Dataset records

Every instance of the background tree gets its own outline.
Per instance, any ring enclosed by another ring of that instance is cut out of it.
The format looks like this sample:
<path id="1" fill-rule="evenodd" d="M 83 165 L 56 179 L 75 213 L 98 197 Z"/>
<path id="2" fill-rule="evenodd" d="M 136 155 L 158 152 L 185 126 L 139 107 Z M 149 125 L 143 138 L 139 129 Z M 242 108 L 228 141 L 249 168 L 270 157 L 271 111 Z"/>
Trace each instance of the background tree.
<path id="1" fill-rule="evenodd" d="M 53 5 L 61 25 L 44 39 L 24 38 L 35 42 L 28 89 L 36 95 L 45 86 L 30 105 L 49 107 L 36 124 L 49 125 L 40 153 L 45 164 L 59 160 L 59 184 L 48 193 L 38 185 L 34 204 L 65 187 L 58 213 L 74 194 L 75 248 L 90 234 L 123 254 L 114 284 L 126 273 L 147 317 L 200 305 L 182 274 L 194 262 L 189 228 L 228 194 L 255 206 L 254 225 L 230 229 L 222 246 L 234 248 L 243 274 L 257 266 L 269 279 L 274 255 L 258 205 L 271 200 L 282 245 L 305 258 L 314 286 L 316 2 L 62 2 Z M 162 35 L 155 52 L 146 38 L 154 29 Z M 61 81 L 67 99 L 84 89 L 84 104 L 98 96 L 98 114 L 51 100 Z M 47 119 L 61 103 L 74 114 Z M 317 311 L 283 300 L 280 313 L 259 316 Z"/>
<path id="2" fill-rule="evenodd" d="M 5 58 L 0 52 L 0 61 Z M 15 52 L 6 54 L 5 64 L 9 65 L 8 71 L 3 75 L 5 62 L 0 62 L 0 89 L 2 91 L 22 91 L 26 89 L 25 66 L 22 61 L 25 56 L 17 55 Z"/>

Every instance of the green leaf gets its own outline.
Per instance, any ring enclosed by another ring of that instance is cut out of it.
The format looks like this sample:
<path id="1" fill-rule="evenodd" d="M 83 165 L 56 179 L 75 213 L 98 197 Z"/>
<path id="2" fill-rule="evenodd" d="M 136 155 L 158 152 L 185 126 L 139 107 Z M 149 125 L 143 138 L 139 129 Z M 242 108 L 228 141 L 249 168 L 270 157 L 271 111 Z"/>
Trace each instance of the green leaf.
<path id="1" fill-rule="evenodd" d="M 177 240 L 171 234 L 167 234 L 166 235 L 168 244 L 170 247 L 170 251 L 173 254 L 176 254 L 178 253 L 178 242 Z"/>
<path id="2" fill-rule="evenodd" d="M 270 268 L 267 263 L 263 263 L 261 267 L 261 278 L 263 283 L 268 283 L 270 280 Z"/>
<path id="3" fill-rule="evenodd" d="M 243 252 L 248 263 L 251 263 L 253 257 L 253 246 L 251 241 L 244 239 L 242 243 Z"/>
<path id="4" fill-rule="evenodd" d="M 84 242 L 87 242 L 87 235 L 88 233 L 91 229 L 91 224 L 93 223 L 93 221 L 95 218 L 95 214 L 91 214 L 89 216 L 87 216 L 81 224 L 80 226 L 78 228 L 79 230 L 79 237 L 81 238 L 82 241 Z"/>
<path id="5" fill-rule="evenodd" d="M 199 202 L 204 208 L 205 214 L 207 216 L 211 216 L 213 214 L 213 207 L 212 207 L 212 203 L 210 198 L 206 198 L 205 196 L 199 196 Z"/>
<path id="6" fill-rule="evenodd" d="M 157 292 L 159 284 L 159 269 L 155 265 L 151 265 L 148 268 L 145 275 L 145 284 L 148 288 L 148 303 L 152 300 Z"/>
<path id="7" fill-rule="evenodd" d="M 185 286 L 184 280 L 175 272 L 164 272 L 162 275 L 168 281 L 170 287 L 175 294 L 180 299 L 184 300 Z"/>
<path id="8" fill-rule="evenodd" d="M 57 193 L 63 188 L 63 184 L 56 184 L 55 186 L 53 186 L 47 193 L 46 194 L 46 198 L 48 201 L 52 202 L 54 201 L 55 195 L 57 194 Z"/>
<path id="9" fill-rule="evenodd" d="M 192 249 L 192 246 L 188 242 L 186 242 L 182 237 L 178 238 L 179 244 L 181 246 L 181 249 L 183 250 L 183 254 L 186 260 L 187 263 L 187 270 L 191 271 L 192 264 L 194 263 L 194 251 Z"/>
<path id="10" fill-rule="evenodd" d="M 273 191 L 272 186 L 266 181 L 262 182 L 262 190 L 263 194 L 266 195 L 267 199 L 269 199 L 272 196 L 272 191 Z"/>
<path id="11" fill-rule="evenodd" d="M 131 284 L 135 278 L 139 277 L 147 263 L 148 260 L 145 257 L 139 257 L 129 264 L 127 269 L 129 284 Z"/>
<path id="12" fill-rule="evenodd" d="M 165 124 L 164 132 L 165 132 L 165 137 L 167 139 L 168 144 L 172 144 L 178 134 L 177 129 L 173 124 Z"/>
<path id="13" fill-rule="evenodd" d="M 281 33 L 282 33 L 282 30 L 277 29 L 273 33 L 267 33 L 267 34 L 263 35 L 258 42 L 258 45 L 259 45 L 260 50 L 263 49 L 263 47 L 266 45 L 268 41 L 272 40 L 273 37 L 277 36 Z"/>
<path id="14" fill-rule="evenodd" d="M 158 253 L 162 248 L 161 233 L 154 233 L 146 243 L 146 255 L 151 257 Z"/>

_Exercise requirements:_ Copy every line of the data above word for word.

_Finished exercise:_
Every instance of the background tree gets its own outline.
Per instance, any ring enclosed by another ring of that instance is cut out of it.
The format looks like this sample:
<path id="1" fill-rule="evenodd" d="M 83 165 L 56 179 L 75 213 L 98 197 Z"/>
<path id="2" fill-rule="evenodd" d="M 136 155 L 158 152 L 185 126 L 139 107 Z M 149 125 L 143 138 L 139 129 Z M 242 108 L 228 141 L 249 168 L 270 157 L 271 111 Z"/>
Trace each instance of the background tree.
<path id="1" fill-rule="evenodd" d="M 53 5 L 61 25 L 44 39 L 24 38 L 35 42 L 28 89 L 36 95 L 45 86 L 30 105 L 49 107 L 36 124 L 49 125 L 40 153 L 45 164 L 59 160 L 59 184 L 48 193 L 38 185 L 34 204 L 65 187 L 58 213 L 74 194 L 75 248 L 90 234 L 123 254 L 114 284 L 126 273 L 147 317 L 200 305 L 182 274 L 194 262 L 189 228 L 228 194 L 255 206 L 254 225 L 230 229 L 222 246 L 234 248 L 243 274 L 257 266 L 269 279 L 274 255 L 258 205 L 271 200 L 282 245 L 305 258 L 314 286 L 316 2 L 62 2 Z M 162 35 L 155 52 L 146 38 L 154 29 Z M 61 81 L 67 99 L 84 89 L 84 104 L 98 96 L 98 114 L 51 100 Z M 47 119 L 61 103 L 74 114 Z M 317 311 L 283 300 L 280 313 L 259 316 Z"/>
<path id="2" fill-rule="evenodd" d="M 5 58 L 0 52 L 0 61 Z M 15 52 L 6 54 L 5 64 L 9 65 L 8 71 L 3 75 L 5 62 L 0 62 L 0 89 L 2 91 L 22 91 L 26 89 L 25 66 L 22 61 L 25 56 L 17 55 Z"/>

Every instance of the green leaf gets its own outline.
Per instance, any ring enclosed by another ring of that instance is cut out of it.
The format looks like this sample:
<path id="1" fill-rule="evenodd" d="M 83 165 L 56 179 L 75 213 L 98 197 Z"/>
<path id="2" fill-rule="evenodd" d="M 136 155 L 158 152 L 185 126 L 139 107 Z M 149 125 L 143 138 L 139 129 Z M 242 108 L 228 141 L 249 168 L 270 157 L 271 111 Z"/>
Trace each instance of the green leaf.
<path id="1" fill-rule="evenodd" d="M 177 240 L 171 234 L 167 234 L 166 235 L 168 244 L 170 247 L 170 251 L 173 254 L 176 254 L 178 253 L 178 242 Z"/>
<path id="2" fill-rule="evenodd" d="M 270 268 L 267 263 L 263 263 L 261 267 L 261 278 L 263 283 L 268 283 L 270 280 Z"/>
<path id="3" fill-rule="evenodd" d="M 243 252 L 248 263 L 251 263 L 253 257 L 253 246 L 251 241 L 244 239 L 242 243 Z"/>
<path id="4" fill-rule="evenodd" d="M 84 242 L 87 242 L 87 235 L 88 233 L 91 229 L 91 224 L 93 223 L 93 221 L 95 218 L 95 214 L 91 214 L 89 216 L 87 216 L 81 224 L 80 226 L 78 228 L 79 230 L 79 237 L 81 238 L 82 241 Z"/>
<path id="5" fill-rule="evenodd" d="M 199 202 L 204 208 L 205 214 L 207 216 L 211 216 L 213 214 L 213 207 L 212 207 L 212 203 L 210 198 L 206 198 L 205 196 L 199 196 Z"/>
<path id="6" fill-rule="evenodd" d="M 157 292 L 159 284 L 159 269 L 155 265 L 151 265 L 148 268 L 145 275 L 145 284 L 148 288 L 148 303 L 152 300 Z"/>
<path id="7" fill-rule="evenodd" d="M 185 286 L 184 280 L 175 272 L 164 272 L 162 275 L 168 281 L 170 287 L 175 294 L 180 299 L 184 300 Z"/>
<path id="8" fill-rule="evenodd" d="M 57 193 L 63 188 L 63 184 L 56 184 L 55 186 L 53 186 L 47 193 L 46 194 L 46 198 L 48 201 L 52 202 L 54 201 L 55 195 L 57 194 Z"/>
<path id="9" fill-rule="evenodd" d="M 192 249 L 192 246 L 188 242 L 186 242 L 182 237 L 178 238 L 179 244 L 181 246 L 181 249 L 183 250 L 183 254 L 186 260 L 187 263 L 187 270 L 191 271 L 192 264 L 194 263 L 194 251 Z"/>
<path id="10" fill-rule="evenodd" d="M 273 191 L 272 186 L 266 181 L 262 182 L 262 190 L 263 194 L 266 195 L 267 199 L 269 199 L 272 196 L 272 191 Z"/>
<path id="11" fill-rule="evenodd" d="M 131 284 L 135 278 L 139 277 L 147 263 L 148 260 L 145 257 L 139 257 L 129 264 L 127 269 L 129 284 Z"/>
<path id="12" fill-rule="evenodd" d="M 165 124 L 164 132 L 165 132 L 165 137 L 167 139 L 168 144 L 172 144 L 178 134 L 177 129 L 173 124 Z"/>
<path id="13" fill-rule="evenodd" d="M 281 33 L 282 33 L 282 30 L 277 29 L 273 33 L 267 33 L 267 34 L 263 35 L 258 42 L 258 45 L 259 45 L 260 50 L 263 49 L 263 47 L 266 45 L 268 41 L 272 40 L 273 37 L 277 36 Z"/>
<path id="14" fill-rule="evenodd" d="M 158 253 L 162 248 L 161 233 L 154 233 L 146 243 L 146 255 L 151 257 Z"/>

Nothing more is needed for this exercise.